**SELECTED TEXT:**
● ● ● ●

“And Jacob stole the heart of Laban the Aramean on not telling him that he was fleeing” Genesis 31:20


This unusual verse follows another, more famous, theft. Immediately before we read the strange expression that Jacob “stole the heart” of Laban, we read how Rachel stole her father Laban’s idols while he was off shearing the sheep. 

Stealing idols is understandable; we can imagine the scene, Rachel secretly tucking Laban’s pagan statues into her bags and the folds of her cloak. Yet, what do we imagine when we read that Jacob stole Laban’s heart?  

In English, “stealing one’s heart” has a romantic sensibility. That is for a very good, and interesting, reason. Our Western culture largely derives its conceptions of the body from the Roman interpreter and inheritor of Greek medical traditions, Galen. 

Galen suggested that rational thought emerged from the brain and that emotional feelings emerged from the heart. We as a culture have preserved the inaccurate Galenic notion of the heart as the seat of emotions. One look at a display of Valentine’s Day cards is enough to remind us how absurd it is that a blood-pumping muscle has become our totem of affection.

● ● ● ●

**WHAT TO WORK ON:**
List every person the passage on Genesis 31:20 names.

**DATA UNDER STUDY:**
● ● ● ●

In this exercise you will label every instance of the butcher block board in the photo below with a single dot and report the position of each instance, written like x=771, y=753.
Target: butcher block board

● ● ● ●

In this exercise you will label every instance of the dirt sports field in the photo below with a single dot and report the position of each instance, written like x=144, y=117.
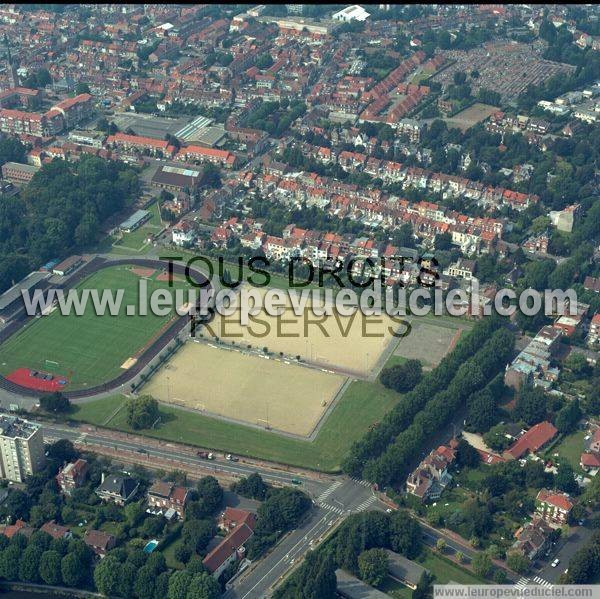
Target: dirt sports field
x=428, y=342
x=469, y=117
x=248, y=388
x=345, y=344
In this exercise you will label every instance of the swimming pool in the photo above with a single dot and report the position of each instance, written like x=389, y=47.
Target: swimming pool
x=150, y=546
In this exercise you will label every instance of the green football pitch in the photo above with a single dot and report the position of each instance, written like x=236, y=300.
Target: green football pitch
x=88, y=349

● ● ● ●

**WRITTEN SOLUTION:**
Jacob, Laban, Rachel, Galen